REQUIRED TASK
Please count how many of the lines below contain the word "background", and reply with that number alone.

INPUT RECORDS
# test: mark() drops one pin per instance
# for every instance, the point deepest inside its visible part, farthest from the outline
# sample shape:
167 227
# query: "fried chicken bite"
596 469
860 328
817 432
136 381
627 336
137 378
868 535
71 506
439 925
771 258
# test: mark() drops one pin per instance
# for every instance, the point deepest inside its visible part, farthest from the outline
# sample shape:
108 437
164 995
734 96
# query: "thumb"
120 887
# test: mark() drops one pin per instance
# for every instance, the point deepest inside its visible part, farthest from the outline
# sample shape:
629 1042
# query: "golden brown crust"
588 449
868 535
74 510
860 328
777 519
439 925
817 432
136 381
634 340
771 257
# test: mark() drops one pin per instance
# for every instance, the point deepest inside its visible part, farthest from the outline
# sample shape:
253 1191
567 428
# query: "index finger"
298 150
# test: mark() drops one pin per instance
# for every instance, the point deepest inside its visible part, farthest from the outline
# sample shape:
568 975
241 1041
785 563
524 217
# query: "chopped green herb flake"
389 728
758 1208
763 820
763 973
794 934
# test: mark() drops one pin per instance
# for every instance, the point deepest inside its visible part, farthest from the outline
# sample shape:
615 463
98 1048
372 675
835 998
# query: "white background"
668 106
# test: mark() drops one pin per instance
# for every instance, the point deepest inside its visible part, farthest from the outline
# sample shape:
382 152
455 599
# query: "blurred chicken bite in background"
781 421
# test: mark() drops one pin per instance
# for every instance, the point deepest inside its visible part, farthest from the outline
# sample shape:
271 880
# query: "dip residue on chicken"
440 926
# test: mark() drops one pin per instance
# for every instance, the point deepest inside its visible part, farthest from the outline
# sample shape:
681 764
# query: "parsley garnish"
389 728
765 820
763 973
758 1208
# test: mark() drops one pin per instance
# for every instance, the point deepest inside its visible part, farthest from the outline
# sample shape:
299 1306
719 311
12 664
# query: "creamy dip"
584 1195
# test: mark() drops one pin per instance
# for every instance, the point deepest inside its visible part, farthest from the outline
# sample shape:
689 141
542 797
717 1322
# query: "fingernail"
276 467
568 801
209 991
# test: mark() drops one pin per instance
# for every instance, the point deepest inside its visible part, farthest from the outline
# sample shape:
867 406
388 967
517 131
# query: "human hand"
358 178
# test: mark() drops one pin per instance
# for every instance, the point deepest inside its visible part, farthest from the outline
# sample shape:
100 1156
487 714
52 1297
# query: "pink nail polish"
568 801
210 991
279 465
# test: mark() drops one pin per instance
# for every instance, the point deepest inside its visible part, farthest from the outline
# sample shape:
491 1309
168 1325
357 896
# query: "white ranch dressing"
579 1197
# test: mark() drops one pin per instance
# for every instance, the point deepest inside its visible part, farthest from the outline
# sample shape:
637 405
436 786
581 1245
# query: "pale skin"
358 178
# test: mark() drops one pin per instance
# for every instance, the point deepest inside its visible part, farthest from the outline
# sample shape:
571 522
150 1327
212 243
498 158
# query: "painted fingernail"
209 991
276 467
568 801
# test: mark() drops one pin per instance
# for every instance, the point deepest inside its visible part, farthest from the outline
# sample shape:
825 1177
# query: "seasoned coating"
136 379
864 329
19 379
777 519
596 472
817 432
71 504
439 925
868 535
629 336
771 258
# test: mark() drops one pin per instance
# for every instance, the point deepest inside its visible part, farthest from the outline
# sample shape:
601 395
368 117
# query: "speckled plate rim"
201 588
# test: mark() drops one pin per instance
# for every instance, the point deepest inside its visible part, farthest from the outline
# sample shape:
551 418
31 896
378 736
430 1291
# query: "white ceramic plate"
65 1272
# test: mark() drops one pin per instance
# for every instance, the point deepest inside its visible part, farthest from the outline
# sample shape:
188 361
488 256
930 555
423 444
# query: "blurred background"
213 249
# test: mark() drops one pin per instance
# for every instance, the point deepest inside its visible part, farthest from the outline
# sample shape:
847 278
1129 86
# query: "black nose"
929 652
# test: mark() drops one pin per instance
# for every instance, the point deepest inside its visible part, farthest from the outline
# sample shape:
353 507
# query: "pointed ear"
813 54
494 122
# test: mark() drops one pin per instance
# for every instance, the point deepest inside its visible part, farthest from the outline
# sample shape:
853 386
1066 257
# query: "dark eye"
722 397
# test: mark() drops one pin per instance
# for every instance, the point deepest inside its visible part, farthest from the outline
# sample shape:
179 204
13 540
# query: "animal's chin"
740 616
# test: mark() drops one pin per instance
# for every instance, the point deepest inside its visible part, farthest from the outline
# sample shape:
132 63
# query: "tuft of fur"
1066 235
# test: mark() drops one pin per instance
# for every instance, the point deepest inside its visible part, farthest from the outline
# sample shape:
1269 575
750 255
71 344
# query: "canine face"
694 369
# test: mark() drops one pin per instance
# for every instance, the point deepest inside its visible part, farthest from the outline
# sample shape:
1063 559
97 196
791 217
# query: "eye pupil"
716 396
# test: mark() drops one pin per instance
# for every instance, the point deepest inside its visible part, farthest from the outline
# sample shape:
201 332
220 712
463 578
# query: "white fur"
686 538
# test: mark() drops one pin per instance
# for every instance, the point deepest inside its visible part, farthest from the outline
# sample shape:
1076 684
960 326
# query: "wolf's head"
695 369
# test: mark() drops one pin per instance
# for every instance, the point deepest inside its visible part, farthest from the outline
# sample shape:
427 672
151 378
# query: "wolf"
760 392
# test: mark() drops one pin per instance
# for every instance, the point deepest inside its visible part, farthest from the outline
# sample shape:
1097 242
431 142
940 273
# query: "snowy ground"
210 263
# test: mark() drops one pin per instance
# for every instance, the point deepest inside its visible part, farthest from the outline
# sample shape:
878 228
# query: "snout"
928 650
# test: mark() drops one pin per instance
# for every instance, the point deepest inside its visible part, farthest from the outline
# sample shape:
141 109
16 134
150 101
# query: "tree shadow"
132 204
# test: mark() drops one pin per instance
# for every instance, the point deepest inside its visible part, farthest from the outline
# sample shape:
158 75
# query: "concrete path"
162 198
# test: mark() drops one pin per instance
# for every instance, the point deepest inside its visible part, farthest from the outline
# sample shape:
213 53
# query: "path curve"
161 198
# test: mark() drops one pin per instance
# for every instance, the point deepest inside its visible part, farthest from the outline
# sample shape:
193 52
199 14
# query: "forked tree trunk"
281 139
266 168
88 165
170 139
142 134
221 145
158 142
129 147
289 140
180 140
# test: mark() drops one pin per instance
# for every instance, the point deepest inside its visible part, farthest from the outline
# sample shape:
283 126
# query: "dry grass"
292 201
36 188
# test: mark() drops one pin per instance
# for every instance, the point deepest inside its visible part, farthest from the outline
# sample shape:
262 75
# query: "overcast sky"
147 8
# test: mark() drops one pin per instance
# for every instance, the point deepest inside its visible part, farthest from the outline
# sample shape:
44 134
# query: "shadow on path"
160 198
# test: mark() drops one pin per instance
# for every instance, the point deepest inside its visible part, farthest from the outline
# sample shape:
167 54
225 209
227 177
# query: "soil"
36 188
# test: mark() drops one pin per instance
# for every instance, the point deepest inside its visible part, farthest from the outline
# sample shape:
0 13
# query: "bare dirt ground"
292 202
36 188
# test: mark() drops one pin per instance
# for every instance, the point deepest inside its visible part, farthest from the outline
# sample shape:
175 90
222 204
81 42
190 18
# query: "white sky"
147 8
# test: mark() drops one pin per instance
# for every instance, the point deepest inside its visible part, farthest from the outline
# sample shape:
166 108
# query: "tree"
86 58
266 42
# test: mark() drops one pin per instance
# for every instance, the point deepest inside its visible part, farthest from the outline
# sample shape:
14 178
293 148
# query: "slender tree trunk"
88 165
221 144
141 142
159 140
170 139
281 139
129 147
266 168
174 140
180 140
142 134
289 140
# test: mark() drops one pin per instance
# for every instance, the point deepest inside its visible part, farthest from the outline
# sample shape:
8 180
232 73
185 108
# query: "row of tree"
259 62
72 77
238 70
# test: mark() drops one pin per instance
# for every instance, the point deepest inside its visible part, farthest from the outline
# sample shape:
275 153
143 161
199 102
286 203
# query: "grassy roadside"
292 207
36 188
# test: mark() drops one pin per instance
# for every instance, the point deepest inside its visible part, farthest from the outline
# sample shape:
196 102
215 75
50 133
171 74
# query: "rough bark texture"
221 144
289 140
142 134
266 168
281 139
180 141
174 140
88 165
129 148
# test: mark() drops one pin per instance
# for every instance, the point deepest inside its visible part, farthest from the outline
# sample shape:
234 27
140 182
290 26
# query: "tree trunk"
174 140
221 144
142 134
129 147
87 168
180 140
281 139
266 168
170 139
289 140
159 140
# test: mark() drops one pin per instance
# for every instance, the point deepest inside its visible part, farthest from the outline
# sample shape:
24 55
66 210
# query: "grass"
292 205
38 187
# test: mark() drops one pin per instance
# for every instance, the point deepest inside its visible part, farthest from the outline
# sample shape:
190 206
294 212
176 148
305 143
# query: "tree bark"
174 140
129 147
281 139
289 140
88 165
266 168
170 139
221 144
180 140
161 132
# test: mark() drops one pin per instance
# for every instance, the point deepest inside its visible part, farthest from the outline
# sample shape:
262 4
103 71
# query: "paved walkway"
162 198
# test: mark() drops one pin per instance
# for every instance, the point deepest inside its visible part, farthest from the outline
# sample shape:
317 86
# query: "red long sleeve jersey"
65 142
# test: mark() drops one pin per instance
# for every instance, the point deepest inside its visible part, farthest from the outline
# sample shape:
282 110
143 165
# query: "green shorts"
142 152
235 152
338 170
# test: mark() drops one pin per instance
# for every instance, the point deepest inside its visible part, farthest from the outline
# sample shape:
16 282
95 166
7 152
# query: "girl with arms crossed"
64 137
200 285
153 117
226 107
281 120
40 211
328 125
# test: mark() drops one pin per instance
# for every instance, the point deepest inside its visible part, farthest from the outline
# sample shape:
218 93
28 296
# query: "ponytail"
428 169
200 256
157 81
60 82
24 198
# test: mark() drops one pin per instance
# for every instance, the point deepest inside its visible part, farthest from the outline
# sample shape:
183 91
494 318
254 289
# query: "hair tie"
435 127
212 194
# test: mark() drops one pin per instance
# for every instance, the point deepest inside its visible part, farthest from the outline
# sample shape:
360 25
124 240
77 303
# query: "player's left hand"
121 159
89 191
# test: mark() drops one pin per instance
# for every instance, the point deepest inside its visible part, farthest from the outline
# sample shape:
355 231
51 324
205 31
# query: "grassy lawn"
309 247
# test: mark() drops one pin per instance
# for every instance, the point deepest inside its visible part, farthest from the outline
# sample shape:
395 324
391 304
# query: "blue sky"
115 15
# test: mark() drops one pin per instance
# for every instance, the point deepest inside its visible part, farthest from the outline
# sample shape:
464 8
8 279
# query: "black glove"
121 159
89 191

RESPONSE TO THE TASK
3